__BRIEF__
Print every record word for word.

(Records from a data source)
......

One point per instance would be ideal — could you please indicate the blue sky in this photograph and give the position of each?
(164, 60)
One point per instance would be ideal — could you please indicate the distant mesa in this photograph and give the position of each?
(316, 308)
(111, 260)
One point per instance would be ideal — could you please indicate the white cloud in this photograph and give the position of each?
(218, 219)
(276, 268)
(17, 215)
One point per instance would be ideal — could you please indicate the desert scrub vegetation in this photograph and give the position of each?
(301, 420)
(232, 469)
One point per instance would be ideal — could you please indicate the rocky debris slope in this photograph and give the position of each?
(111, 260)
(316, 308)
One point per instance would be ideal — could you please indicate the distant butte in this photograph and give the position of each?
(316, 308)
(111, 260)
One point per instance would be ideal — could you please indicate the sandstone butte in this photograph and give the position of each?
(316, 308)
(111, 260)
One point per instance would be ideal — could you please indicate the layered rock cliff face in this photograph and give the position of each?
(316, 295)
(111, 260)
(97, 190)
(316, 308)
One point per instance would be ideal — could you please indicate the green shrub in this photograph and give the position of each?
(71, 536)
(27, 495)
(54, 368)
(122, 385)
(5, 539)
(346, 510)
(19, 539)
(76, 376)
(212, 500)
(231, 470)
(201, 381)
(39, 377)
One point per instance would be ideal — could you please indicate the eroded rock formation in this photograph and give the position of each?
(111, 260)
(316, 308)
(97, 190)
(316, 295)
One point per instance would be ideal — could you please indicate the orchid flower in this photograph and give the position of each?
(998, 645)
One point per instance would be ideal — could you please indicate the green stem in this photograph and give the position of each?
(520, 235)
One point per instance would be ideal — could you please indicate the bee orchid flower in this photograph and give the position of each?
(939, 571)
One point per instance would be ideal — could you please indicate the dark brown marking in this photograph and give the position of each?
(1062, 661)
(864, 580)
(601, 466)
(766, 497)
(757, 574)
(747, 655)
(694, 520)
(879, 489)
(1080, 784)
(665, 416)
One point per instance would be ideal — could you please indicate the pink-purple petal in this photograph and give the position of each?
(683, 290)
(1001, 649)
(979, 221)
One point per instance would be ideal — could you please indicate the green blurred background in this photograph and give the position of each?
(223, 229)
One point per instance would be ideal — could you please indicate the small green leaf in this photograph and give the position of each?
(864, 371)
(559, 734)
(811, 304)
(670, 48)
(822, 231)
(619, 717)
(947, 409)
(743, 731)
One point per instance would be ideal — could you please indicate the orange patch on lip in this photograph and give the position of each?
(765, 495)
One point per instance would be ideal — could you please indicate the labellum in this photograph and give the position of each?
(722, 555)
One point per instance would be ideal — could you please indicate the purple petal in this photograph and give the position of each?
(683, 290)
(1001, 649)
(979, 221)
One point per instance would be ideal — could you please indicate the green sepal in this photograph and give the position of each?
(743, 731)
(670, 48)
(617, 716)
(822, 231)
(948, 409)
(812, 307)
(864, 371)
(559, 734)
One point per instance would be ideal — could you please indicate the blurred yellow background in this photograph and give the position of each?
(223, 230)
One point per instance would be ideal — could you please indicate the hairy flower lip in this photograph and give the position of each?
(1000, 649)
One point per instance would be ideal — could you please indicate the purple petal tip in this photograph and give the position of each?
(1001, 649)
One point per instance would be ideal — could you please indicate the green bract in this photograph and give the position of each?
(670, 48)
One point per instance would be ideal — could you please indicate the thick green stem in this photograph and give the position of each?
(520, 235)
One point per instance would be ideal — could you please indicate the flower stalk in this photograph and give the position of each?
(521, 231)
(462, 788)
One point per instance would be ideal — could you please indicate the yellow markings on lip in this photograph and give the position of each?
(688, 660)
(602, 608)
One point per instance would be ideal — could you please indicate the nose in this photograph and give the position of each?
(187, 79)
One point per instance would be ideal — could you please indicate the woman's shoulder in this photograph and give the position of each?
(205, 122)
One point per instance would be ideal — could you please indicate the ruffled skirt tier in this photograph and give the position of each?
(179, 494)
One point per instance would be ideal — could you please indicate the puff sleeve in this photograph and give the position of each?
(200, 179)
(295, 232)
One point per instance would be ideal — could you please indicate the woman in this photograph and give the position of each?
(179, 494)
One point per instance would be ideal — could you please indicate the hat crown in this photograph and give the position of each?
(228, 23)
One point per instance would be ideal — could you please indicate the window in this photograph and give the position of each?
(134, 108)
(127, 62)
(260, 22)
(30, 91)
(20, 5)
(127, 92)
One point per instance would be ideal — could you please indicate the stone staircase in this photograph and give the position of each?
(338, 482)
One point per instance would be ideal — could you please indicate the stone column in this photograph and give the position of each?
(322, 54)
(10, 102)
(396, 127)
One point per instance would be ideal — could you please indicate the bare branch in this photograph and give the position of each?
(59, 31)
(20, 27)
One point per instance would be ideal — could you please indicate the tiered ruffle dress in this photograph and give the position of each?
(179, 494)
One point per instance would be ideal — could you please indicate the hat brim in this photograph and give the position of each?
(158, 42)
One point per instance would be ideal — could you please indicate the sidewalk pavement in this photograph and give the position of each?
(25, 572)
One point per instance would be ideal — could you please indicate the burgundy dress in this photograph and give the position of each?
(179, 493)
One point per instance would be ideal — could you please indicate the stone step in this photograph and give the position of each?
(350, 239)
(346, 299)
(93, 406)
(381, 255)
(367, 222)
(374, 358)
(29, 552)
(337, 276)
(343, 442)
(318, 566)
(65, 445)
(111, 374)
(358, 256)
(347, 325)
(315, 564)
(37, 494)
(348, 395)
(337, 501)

......

__TASK RESULT__
One point per instance would be ideal — could you please indicate the blue sky in this photograph and give the position of each?
(164, 60)
One point per instance would be ideal — could you please indicate the distant mesa in this photograph and give the position of each?
(316, 308)
(111, 260)
One point per instance would be ideal — could you please indicate the white cloud in this photograph and give the position of each?
(218, 219)
(276, 268)
(17, 215)
One point per instance would be ideal — could you please indicate the desert scrub vegetation in this photograph and give the position of each?
(301, 420)
(232, 469)
One point per instance would be ideal — could you please indicate the rocky debris slope in this photograph and give the position of each?
(111, 260)
(316, 308)
One point per instance would be ideal — could you please indicate the distant butte in this photograph and give the position of each?
(316, 308)
(111, 260)
One point per instance would be ideal — could you please indicate the sandstone butte in this photograph and give the position of each?
(316, 308)
(111, 260)
One point per instance would be ideal — could you please indicate the layered rock cliff face in this photograph and give the position of each?
(316, 295)
(111, 260)
(97, 190)
(316, 308)
One point per instance would be ideal — could you please indicate the green shrub in this photograph and give the position of each?
(71, 536)
(27, 495)
(54, 368)
(122, 385)
(5, 539)
(346, 510)
(19, 539)
(76, 376)
(212, 500)
(231, 470)
(201, 381)
(39, 377)
One point per instance would be ideal — could you please indicate the eroded rock formation in this photograph and give the position of each?
(111, 260)
(316, 308)
(97, 190)
(316, 295)
One point per instance would be ideal — could you please indicate the orchid flower in this photograph and give the position of each?
(998, 645)
One point per instance would be ideal — could you please indicate the green stem in this photograph and give the position of each?
(520, 235)
One point per instance would be ideal — could you please indicate the bee orchid flower in this photograph and give the position of each?
(939, 571)
One point per instance would be ideal — could you please indicate the dark brown marking in this photograph and give the position of each?
(1062, 661)
(864, 580)
(601, 466)
(766, 497)
(757, 574)
(747, 655)
(694, 520)
(879, 489)
(1080, 784)
(665, 416)
One point per instance would be ideal — could you please indicate the pink-purple petal in this photograph and give the position of each?
(683, 290)
(1001, 649)
(979, 221)
One point per instance would be ideal — could you please indicate the green blurred background in this photograph and give the position of each?
(223, 229)
One point per instance would be ideal — could you please indicate the small green leaf in this photograph and give the position of each?
(864, 371)
(559, 734)
(811, 304)
(670, 48)
(822, 231)
(619, 717)
(947, 409)
(743, 731)
One point per instance would be ideal — could you please indicate the orange patch on lip in this photograph and give the position of each?
(765, 495)
One point per instance would be ideal — could you please indicate the labellum in this photograph and give the position of each?
(722, 555)
One point per instance would be ideal — could you please indicate the purple petal in this photograph and give the position of each?
(683, 290)
(1001, 649)
(979, 221)
One point per instance would be ideal — could you please indicate the green sepal in this photograph and give the position of each?
(743, 731)
(670, 48)
(617, 716)
(822, 231)
(948, 409)
(812, 307)
(864, 371)
(559, 734)
One point per instance would be ideal — could you please indicate the blurred yellow background in this photograph and give the position of each?
(223, 230)
One point per instance would be ideal — could you please indicate the hairy flower lip in this photograph and give the position of each?
(1000, 649)
One point per instance would be ideal — could you please indicate the purple petal tip in this photograph and give the position of each?
(1001, 649)
One point per instance would be ideal — could you please indicate the green bract in this photograph and give the position of each?
(670, 48)
One point per instance would be ideal — could you please indicate the thick green stem in this photograph and give the position of each?
(520, 235)
One point per instance would be ideal — could you please indicate the flower stalk in this photograph and give the position of each?
(521, 231)
(462, 788)
One point per instance would be ideal — could you please indicate the yellow markings on lip in this photograph and give the position of each?
(688, 660)
(602, 608)
One point per instance would be ideal — could you please indicate the nose in this photograph and give the position of each?
(187, 79)
One point per instance would be ideal — could you please indicate the woman's shoulder in this photograph and give the position of each?
(205, 122)
One point per instance would be ideal — could you please indicate the ruffled skirt tier in this photograph and give the position of each?
(179, 494)
One point per instance would be ideal — could you please indicate the puff sleeve in this photograph and give the position of each?
(200, 179)
(295, 232)
One point per instance would be ideal — could you please indicate the woman in this photograph and give the position of each?
(179, 494)
One point per instance would be ideal — could you please indicate the hat crown in this photograph and give the position of each?
(228, 23)
One point per instance would be ideal — could you please indicate the window in this photograph and give the position of each?
(134, 108)
(127, 62)
(260, 22)
(30, 91)
(20, 5)
(127, 92)
One point per instance would be ideal — could you please indicate the stone staircase in this photograph and give the position of each?
(338, 482)
One point per instance would be ideal — could you please indicate the stone column in this photograph and give the position of each?
(322, 54)
(10, 102)
(396, 127)
One point per instance would be ideal — could you please indicate the bare branch in this photograph and give the position of each?
(59, 31)
(20, 27)
One point per instance would be ideal — could you please indicate the tiered ruffle dress in this photograph and give the position of each?
(179, 494)
One point per instance would be ideal — could you please indicate the hat brim in this photograph and give the position of each?
(158, 42)
One point per instance would be ideal — could you please indicate the sidewalk pavement in this photograph and give the position of each?
(25, 572)
One point per instance would be ideal — could you please indicate the burgundy dress in this photograph and give the position of each?
(179, 493)
One point per instance would be ideal — could you please indicate the stone step in this photograph and give the position of each?
(350, 239)
(346, 299)
(93, 406)
(381, 255)
(367, 222)
(374, 358)
(29, 552)
(337, 276)
(343, 442)
(318, 566)
(65, 445)
(111, 374)
(358, 256)
(347, 325)
(315, 564)
(37, 494)
(348, 395)
(337, 501)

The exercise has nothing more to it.